■ WORK TO BE COMPLETED
Collect each line in the records below that contains the word "person" and copy those lines out.

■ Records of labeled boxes
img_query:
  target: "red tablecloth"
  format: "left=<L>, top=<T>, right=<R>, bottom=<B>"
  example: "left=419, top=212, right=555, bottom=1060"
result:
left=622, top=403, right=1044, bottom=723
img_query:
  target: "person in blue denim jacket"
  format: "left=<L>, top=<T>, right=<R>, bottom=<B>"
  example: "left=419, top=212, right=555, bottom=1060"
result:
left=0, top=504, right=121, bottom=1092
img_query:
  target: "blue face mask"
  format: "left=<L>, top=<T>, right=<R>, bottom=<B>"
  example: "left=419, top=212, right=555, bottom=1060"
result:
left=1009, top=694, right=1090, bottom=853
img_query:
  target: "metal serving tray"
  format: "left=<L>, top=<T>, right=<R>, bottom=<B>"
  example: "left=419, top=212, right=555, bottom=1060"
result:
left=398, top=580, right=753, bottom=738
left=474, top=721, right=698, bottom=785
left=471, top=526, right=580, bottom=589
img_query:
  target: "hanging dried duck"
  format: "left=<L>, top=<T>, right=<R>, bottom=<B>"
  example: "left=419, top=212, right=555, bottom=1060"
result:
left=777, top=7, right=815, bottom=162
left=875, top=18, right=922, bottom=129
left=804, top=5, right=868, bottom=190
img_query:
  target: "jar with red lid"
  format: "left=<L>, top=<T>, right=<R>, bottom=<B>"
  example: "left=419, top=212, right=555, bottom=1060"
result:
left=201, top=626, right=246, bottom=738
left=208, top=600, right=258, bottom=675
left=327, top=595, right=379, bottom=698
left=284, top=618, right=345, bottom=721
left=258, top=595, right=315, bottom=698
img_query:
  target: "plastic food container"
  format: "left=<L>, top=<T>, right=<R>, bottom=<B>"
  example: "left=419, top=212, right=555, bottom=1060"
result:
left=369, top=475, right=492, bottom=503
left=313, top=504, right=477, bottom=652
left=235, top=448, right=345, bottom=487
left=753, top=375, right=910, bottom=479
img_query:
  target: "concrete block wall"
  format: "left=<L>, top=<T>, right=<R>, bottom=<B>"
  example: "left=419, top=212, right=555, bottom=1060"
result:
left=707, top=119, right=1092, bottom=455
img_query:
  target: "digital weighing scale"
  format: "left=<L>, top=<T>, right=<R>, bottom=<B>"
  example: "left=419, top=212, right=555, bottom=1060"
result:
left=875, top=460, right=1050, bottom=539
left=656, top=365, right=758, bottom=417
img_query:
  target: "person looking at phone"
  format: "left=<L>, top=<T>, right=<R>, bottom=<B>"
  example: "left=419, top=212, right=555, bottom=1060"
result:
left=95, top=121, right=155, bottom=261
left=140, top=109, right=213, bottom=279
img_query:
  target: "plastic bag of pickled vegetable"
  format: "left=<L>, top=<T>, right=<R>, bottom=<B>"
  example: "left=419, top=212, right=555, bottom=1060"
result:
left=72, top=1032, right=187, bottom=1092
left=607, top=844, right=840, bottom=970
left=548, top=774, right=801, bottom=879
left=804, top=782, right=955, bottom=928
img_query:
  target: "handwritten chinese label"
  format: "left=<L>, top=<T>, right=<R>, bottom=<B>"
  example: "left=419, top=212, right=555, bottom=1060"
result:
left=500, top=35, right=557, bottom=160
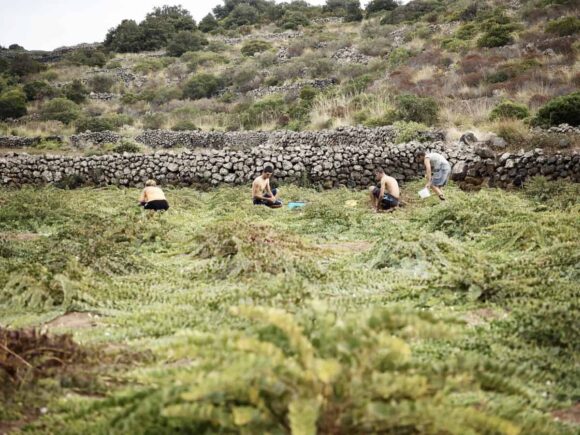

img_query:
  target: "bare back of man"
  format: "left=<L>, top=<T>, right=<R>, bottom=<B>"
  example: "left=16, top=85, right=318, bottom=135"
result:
left=370, top=170, right=401, bottom=211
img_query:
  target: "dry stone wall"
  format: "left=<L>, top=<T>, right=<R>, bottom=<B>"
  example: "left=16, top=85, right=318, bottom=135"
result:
left=0, top=142, right=580, bottom=188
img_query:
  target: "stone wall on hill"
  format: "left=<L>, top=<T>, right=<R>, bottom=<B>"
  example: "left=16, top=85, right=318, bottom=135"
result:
left=0, top=141, right=580, bottom=188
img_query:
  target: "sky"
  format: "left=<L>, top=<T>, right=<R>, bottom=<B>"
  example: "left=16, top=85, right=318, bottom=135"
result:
left=0, top=0, right=404, bottom=50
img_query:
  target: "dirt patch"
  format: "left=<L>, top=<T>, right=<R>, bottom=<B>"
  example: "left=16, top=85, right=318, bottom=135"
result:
left=0, top=233, right=42, bottom=242
left=44, top=313, right=99, bottom=329
left=462, top=308, right=508, bottom=326
left=316, top=240, right=373, bottom=252
left=552, top=403, right=580, bottom=426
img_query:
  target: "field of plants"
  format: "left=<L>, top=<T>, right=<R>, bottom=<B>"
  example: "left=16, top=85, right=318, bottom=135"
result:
left=0, top=178, right=580, bottom=435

■ THE RESPONSE
  target: "person in blue denim jacket"
  target: "person looking at phone"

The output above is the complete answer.